**Action item**
Present the lines below again, exactly as they stand.

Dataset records
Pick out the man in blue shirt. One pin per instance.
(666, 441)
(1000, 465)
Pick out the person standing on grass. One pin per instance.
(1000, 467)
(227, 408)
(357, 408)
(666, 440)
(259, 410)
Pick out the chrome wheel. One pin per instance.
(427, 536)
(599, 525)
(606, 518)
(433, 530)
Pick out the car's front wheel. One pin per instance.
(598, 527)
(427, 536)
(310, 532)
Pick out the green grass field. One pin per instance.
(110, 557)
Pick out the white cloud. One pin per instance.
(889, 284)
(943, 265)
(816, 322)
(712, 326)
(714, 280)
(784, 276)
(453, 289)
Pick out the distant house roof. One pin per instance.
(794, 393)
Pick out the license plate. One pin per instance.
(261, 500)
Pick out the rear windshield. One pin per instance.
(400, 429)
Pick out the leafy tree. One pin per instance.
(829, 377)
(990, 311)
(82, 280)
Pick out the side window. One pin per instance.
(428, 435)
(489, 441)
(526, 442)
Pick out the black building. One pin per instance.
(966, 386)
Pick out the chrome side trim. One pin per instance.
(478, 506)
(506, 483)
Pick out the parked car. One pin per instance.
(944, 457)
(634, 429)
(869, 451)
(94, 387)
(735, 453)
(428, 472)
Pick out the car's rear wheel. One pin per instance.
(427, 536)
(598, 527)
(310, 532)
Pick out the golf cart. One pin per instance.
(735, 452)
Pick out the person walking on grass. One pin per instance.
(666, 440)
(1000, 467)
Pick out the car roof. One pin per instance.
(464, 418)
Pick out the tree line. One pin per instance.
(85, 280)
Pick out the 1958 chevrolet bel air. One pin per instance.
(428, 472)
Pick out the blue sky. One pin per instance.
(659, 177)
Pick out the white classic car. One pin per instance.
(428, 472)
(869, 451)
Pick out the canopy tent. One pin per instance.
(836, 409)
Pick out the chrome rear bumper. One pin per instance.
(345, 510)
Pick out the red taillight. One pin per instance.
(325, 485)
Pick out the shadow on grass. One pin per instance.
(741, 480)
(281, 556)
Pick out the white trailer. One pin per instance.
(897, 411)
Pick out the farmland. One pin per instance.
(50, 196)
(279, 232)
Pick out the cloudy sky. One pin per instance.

**Response to this task**
Pick out the man in blue shirt. One pin per instance.
(666, 441)
(1000, 465)
Pick out the person standing on grass. One pin per instance.
(1000, 467)
(227, 408)
(357, 408)
(666, 440)
(259, 410)
Pick out the chrome wheel. One pin per instance.
(427, 536)
(599, 525)
(606, 518)
(433, 530)
Pick out the car's front wheel. One pin per instance.
(598, 527)
(427, 536)
(310, 532)
Pick out the green grass field. One pin per instance.
(110, 557)
Pick out the white cloud. One pin per instance.
(889, 284)
(943, 265)
(816, 322)
(712, 326)
(714, 280)
(784, 276)
(453, 289)
Pick out the distant house roof. One pin per instance.
(794, 393)
Pick out the license plate. One pin per instance.
(261, 500)
Pick out the rear windshield. One pin per instance.
(400, 429)
Pick out the leafy tree. One pin per instance.
(829, 377)
(990, 311)
(82, 280)
Pick out the side window. One pin per instance.
(428, 435)
(489, 441)
(526, 442)
Pick out the black building. One pin per instance.
(966, 386)
Pick out the chrome side trim. One pin per instance.
(478, 506)
(506, 483)
Pick out the parked car. One pin per instance.
(944, 457)
(634, 429)
(869, 451)
(94, 387)
(735, 453)
(428, 472)
Pick out the car's rear wheel. One pin per instance.
(427, 536)
(598, 527)
(310, 532)
Pick out the golf cart. One pin per instance.
(735, 452)
Pick out the person walking on grass. One pin per instance.
(666, 440)
(1000, 467)
Pick out the car roof. One pin per instance.
(464, 418)
Pick out the tree line. One pin per instance.
(85, 280)
Pick out the 1958 chevrolet bel air. One pin per instance.
(428, 472)
Pick out the blue sky. One pin per instance.
(659, 177)
Pick out the white classic car. One pin per instance.
(428, 472)
(869, 451)
Pick out the canopy tent. One pin per instance.
(836, 409)
Pick out the chrome rear bumper. One pin per instance.
(345, 510)
Pick out the red taillight. One pin per instance.
(325, 485)
Pick out the shadow on grass. One pin per instance.
(741, 480)
(281, 556)
Pick out the white trailer. One pin per instance.
(897, 411)
Pick out the farmland. One pin per instance.
(50, 196)
(279, 232)
Pick out the cloudy sky. One pin per instance.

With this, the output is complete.